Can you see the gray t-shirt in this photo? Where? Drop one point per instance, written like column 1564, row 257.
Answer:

==

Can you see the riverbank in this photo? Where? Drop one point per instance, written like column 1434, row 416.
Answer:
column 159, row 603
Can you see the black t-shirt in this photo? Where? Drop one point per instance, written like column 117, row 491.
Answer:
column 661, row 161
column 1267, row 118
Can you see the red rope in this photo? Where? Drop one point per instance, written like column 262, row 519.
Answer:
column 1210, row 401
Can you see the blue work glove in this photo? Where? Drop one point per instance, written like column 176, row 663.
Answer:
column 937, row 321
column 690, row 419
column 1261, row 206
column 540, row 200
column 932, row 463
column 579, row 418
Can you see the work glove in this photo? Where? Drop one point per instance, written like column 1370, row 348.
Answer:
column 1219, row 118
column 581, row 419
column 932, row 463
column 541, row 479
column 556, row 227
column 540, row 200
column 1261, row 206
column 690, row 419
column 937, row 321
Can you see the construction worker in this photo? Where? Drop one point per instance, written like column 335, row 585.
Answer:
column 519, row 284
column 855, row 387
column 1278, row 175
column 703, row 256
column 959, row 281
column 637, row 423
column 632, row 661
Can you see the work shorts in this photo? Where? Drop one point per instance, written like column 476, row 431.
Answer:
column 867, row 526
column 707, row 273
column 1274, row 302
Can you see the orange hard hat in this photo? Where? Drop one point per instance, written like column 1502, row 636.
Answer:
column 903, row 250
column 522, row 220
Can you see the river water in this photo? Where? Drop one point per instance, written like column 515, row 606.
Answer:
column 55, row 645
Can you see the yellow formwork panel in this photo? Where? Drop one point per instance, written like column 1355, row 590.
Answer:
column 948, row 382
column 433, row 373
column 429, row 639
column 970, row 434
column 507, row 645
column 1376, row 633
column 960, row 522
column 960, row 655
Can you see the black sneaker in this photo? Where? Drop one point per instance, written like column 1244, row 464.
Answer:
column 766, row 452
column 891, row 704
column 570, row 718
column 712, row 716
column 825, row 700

[EXERCISE OBJECTIVE] Take from the material above the lines running from the one with "Can you see the black t-shirt" through the one with "Can you see the black sneaker", and repeat them exactly, with nothing else.

[RESPONSE BELOW]
Can you see the black t-shirt in this photo? Where? Drop one point per instance, written like column 117, row 491.
Answer:
column 661, row 161
column 1267, row 118
Can you see the red rope in this photo? Where? Drop one point per instance, written like column 262, row 519.
Answer:
column 1210, row 401
Can you see the blue work glove in this photo? Where? Drop one point per instance, written like column 176, row 663.
Answer:
column 937, row 321
column 690, row 419
column 1261, row 206
column 540, row 200
column 932, row 463
column 579, row 418
Can you see the work glove in this photo? Where? Drop one point per instance, written like column 1370, row 348.
Answer:
column 1219, row 118
column 581, row 419
column 932, row 463
column 541, row 479
column 556, row 227
column 540, row 200
column 1261, row 206
column 690, row 419
column 937, row 321
Can you see the construction worker in this photo? Where? Drop one point per instance, written like column 335, row 585.
Answer:
column 519, row 284
column 855, row 387
column 1278, row 175
column 703, row 256
column 959, row 281
column 637, row 423
column 632, row 661
Can you see the work shorts in this photo? Where? Drop one point per instance, written like column 476, row 431.
Answer:
column 867, row 526
column 707, row 273
column 1274, row 302
Can you see the orange hard hat in this photo? Where? Drop one point per instance, written like column 1502, row 636.
Answer:
column 903, row 250
column 522, row 220
Can you see the river water in this photo? Where? Drop one point per instance, written like column 515, row 606.
Answer:
column 55, row 645
Can you see the yellow formwork panel in this photo? Where? Drop one point per instance, written like column 1355, row 590.
Answer:
column 948, row 382
column 433, row 373
column 429, row 639
column 970, row 434
column 507, row 645
column 1376, row 633
column 960, row 522
column 960, row 655
Can you see the black sneaker in this photo? Where? Drop one point per instance, written like column 1244, row 464.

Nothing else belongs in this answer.